実施する作業 –
**1.** 母集団形成についての文章を2文で要約してください。
**2.** 母集団形成についての文章のうち「母集団形成では、ただ応募者の数が」で始まる段落を、主な内容を保ったまま箇条書きに書き直してください。
**3.** 母集団形成についての文章の最後の一文を引き継いで、その先を書き進めてください。

選定した文章 –
━━━

2025.07.09

採用における母集団形成とは?意味や成功させる方法、AI面接との関係を解説

採用における母集団形成とは?意味や成功させる方法、AI面接との関係を解説

母集団形成は、自社に合った人材を効率良く集めるための活動であり、応募数の確保だけでなく、質の高い候補者をいかに戦略的に集めるかが重要です。

本記事では、母集団形成の重要性やメリット、進め方について解説します。

母集団形成とは?

母集団形成とは、採用活動において自社の求人に応募してくれる候補者を集めるための取り組みです。具体的には、求人媒体・採用サイトの活用、採用イベントの開催、スカウト活動などを通じて、応募者の母集団を構築していきます。新卒採用、中途採用のどちらにおいても重要な活動です。

母集団形成では、ただ応募者の数が多ければ良いというわけではありません。自社が求める人材をいかに多く集められるかがポイントです。母集団が小さいと選考の選択肢が限られてしまい、優秀な人材を見つけにくくなります。また、母集団の質が低いと、採用後のミスマッチや早期離職につながるリスクが高まるでしょう。

母集団が十分に大きく、質の高いものであれば、選考の幅が広がり、より自社に適した人材を採用しやすくなります。

母集団形成が重要な理由

母集団形成は採用活動において欠かせないプロセスであり、近年より重要性が高まっています。

母集団形成が重要な理由について解説します。

━━━

データセット抜粋:
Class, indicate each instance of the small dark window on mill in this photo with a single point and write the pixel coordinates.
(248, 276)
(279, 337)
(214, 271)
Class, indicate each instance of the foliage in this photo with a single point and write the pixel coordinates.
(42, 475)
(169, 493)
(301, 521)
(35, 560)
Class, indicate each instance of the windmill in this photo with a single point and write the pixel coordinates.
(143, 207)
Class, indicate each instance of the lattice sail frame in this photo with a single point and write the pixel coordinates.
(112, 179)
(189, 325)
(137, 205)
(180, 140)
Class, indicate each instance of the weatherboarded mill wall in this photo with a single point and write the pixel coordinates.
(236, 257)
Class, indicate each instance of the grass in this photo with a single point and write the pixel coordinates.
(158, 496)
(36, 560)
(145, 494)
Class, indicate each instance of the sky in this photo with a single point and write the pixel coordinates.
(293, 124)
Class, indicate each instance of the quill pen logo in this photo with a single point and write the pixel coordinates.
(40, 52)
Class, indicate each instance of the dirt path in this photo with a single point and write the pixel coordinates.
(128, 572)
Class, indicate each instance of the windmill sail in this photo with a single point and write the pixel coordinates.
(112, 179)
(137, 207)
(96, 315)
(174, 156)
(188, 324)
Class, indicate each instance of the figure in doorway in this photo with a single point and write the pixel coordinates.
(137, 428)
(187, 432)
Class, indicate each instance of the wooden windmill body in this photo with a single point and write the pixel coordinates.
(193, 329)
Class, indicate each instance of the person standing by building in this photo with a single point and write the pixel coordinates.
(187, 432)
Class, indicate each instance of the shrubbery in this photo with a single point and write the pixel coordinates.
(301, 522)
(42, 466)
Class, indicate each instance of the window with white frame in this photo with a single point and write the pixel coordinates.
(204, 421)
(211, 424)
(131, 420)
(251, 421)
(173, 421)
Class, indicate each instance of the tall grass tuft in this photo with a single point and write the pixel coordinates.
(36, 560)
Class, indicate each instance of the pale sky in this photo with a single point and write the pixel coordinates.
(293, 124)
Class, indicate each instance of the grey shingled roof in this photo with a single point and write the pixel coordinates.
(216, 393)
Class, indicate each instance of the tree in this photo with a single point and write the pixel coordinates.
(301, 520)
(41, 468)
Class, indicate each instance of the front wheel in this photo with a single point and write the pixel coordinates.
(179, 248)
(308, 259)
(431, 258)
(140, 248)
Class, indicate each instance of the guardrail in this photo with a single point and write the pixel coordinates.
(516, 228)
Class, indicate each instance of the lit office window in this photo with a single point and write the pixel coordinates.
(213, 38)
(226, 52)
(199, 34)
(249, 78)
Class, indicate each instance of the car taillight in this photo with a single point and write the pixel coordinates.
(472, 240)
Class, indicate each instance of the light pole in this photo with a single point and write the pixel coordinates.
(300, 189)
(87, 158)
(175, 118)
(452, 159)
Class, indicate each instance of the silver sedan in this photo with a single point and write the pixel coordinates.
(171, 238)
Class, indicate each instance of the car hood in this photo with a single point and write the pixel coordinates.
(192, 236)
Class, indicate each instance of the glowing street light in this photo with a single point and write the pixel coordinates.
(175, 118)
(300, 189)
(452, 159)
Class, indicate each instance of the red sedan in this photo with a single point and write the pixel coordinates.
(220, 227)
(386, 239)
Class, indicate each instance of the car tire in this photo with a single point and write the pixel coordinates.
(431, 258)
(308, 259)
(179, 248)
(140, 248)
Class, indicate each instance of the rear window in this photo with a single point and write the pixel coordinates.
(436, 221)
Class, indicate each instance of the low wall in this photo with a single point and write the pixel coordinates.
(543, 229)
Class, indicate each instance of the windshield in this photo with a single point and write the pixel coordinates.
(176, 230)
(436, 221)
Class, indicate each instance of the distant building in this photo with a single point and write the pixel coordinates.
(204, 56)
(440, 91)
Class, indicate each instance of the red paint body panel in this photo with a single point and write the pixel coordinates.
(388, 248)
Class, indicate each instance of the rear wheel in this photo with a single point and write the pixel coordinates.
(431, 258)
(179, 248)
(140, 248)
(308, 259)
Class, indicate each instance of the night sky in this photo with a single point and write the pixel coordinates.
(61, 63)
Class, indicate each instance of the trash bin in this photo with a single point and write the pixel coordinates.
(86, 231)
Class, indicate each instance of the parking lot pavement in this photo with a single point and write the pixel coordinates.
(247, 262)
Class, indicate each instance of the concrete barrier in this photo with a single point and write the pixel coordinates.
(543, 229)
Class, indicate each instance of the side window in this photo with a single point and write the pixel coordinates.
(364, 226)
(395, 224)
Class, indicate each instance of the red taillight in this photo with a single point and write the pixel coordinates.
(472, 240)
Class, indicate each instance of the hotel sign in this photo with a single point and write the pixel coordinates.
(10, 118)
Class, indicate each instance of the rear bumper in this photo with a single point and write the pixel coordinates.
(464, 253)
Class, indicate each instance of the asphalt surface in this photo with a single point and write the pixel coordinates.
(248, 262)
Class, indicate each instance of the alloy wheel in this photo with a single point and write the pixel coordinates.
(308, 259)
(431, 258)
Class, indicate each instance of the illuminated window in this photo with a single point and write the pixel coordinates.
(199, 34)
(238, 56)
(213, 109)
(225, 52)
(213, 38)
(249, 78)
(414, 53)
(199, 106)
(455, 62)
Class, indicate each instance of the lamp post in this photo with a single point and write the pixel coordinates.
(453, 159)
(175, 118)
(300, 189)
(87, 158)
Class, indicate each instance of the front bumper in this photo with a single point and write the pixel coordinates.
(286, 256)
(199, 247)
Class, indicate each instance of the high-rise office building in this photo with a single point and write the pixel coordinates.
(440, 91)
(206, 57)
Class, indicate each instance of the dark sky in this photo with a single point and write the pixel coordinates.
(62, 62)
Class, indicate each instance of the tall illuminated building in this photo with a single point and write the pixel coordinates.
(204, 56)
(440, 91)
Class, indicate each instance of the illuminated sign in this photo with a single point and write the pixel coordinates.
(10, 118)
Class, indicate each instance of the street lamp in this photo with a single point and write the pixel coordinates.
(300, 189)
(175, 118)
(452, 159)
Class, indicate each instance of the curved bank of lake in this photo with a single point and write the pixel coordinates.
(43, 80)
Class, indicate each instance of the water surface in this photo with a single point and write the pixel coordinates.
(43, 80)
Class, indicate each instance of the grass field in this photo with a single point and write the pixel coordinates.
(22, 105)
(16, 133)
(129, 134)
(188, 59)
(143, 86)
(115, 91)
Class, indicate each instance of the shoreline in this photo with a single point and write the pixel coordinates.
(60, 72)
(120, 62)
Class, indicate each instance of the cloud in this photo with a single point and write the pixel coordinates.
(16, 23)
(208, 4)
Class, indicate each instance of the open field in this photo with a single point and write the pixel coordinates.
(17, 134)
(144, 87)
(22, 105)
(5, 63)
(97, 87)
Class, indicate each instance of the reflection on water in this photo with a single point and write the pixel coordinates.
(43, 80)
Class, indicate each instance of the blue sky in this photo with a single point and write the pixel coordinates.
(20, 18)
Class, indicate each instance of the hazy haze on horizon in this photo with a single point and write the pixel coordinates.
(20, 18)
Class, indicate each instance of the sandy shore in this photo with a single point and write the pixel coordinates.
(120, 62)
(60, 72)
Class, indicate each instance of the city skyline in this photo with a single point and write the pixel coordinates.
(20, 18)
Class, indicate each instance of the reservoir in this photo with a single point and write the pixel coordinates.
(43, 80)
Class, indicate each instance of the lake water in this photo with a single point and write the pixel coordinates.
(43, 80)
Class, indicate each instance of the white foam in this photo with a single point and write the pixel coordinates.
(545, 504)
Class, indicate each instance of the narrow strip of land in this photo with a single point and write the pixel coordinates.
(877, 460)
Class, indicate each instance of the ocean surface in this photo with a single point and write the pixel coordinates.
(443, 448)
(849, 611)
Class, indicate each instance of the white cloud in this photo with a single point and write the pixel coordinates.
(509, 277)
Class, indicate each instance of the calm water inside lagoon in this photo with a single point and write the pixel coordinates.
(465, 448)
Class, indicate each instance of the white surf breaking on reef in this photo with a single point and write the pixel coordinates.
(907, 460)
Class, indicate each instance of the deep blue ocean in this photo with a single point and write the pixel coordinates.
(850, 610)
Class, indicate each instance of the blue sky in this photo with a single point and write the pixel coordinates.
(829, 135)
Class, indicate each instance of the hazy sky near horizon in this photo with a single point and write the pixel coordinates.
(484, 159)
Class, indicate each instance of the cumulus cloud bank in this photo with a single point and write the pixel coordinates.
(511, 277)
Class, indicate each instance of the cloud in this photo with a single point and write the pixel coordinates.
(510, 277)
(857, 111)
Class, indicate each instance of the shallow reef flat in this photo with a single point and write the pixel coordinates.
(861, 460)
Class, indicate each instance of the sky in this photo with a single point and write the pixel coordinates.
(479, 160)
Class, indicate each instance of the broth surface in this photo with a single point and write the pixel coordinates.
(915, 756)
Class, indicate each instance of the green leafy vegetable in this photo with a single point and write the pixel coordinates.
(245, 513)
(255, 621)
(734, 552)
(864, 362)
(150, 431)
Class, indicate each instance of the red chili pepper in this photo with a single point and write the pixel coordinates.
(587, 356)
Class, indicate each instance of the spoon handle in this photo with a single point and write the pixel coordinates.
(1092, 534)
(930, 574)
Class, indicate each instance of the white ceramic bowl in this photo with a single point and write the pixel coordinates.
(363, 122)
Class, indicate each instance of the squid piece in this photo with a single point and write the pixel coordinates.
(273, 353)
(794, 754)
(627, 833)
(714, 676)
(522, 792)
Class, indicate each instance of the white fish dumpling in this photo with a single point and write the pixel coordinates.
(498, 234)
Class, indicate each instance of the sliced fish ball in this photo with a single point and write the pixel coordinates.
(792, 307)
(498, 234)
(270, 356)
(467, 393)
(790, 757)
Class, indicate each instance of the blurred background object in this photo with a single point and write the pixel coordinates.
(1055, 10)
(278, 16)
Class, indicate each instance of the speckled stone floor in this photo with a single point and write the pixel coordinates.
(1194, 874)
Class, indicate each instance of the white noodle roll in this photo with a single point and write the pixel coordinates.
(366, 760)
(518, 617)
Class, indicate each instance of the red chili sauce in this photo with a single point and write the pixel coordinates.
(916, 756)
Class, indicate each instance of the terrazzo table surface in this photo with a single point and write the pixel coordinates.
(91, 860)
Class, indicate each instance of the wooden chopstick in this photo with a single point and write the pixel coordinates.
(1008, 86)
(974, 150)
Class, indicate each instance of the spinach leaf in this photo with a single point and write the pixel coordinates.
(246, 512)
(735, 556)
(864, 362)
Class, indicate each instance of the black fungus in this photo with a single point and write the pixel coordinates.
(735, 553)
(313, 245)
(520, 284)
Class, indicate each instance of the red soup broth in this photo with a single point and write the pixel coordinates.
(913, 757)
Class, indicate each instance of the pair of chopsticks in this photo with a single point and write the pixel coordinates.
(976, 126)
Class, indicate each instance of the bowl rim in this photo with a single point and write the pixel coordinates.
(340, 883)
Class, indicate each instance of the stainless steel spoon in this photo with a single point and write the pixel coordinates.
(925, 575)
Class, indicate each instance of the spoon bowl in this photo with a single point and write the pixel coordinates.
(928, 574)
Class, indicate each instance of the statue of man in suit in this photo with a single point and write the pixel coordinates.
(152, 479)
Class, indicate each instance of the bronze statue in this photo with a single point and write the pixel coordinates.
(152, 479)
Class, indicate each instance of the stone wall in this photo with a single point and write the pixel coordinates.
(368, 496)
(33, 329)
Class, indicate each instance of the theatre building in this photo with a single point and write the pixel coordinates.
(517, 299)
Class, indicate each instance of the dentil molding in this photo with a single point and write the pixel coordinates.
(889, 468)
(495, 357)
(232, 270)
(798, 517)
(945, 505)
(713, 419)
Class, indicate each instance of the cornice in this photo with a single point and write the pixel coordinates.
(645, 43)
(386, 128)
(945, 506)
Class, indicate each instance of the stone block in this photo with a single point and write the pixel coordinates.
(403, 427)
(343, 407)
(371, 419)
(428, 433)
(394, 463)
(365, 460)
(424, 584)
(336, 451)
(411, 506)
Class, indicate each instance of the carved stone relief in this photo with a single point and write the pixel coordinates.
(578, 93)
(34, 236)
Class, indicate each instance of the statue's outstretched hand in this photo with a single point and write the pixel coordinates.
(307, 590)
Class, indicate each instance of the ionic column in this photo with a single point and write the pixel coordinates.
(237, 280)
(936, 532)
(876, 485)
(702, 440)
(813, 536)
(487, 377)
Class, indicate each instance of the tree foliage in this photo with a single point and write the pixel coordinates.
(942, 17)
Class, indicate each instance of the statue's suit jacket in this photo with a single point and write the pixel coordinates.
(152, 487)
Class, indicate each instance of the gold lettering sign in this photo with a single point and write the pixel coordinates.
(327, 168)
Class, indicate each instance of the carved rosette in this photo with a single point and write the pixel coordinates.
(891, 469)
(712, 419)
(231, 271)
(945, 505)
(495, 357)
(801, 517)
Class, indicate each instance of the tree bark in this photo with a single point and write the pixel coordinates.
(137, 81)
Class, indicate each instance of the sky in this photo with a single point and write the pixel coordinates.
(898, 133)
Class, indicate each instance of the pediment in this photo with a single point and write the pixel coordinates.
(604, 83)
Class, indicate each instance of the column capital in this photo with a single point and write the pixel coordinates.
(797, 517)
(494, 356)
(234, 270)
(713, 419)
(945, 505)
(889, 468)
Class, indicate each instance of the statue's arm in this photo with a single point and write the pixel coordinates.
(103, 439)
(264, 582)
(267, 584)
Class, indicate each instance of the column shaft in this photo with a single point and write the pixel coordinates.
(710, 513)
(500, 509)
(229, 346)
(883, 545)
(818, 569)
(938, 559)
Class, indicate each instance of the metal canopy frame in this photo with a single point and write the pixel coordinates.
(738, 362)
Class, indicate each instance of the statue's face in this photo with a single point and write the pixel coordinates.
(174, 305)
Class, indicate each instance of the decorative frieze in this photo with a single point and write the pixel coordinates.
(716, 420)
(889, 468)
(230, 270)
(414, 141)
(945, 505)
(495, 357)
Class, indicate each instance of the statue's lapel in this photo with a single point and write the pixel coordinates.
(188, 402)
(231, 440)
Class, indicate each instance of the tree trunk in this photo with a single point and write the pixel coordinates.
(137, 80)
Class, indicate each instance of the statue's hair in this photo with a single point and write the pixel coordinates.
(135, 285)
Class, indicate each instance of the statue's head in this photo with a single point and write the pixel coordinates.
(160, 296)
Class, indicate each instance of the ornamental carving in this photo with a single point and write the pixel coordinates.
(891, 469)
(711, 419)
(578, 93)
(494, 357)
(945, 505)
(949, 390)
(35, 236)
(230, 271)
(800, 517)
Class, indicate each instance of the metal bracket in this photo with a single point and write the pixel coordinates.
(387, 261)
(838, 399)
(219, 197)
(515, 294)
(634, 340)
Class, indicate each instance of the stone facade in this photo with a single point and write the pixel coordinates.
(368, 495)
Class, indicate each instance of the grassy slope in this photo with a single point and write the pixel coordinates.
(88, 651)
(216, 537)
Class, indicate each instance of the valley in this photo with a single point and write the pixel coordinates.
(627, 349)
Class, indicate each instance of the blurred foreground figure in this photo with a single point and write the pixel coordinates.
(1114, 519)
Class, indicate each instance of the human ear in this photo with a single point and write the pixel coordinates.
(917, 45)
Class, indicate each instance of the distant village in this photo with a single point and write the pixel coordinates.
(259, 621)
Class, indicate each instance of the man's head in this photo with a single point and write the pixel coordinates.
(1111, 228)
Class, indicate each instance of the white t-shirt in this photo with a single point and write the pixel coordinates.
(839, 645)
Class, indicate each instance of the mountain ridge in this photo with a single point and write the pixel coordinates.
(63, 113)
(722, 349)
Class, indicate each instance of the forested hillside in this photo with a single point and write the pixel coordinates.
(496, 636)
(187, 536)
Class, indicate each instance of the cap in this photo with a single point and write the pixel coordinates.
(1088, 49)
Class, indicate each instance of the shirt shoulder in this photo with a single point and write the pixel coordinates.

━━━

解答は以下 –
**1.** 母集団形成とは、求人媒体や採用サイトの活用、採用イベントの開催、スカウト活動などを通じて、自社の求人に応募してくれる候補者を集める取り組みで、新卒採用と中途採用のどちらにおいても重要な活動です。応募者の数が多ければ良いわけではなく、自社が求める人材をいかに多く集められるかがポイントであり、母集団が十分に大きく質の高いものであれば、より自社に適した人材を採用しやすくなります。

**2.**
- 応募者の数が多ければ良いわけではなく、自社が求める人材をいかに多く集められるかがポイントである
- 母集団が小さいと選考の選択肢が限られ、優秀な人材を見つけにくくなる
- 母集団の質が低いと、採用後のミスマッチや早期離職につながるリスクが高まる

**3.**
労働人口が減少しているため

母集団形成が重視されている理由として、少子高齢化による労働人口の減少により、売り手市場が進行していることがあります。今後もこの傾向は続くと予想されており、従来と同様の採用活動では優秀な人材の確保が難しくなるでしょう。

応募を待つだけの受け身の姿勢ではなく、積極的に候補者へアプローチする姿勢と、それを支える戦略的な母集団形成が求められています。

転職市場が活性化しているため

転職市場の活性化も母集団形成が重視される理由として挙げられます。従来の「1つの企業に生涯勤める」という考え方が変化し、キャリアアップを目的に転職する人が増えているためです。入社後に企業とのミスマッチを感じた場合、早期に転職を検討する人も少なくありません。

そのため、これまで以上に業務内容とのマッチ度が重視されており、質の高い母集団形成が必要とされています。

母集団形成を行うメリット

母集団形成は、主に次のようなメリットがあります。

  • 計画的な採用活動ができる
  • 採用の効率化を図り、コストを削減できる
  • 採用後のミスマッチを防ぎ、人材の定着率が上がる

それぞれの内容を詳しく見ていきましょう。

計画的な採用活動ができる

母集団形成を実施することで、一定数の候補者を事前に確保できるため、採用活動全体の流れや進行状況を把握しやすくなります。その結果、採用の計画立案や対応がよりスムーズに行えます。

たとえば、アプローチした人数や、選考の各段階に進んだ人数を数値で管理することで、進捗状況の見える化が進み、より的確な対応が可能となるでしょう。

採用の効率化を図り、コストを削減できる

求める人材像に合致した母集団を形成することで、選考過程における通過率が向上し、内定までのプロセスがスムーズになります。その結果、無駄な工数が減り、採用活動全体の効率化を図れます。

さらに、選考フローの短縮や再募集の必要性が減ることで、人件費や広告費といった採用にかかるコストの削減にもつながる点も、大きなメリットのひとつです。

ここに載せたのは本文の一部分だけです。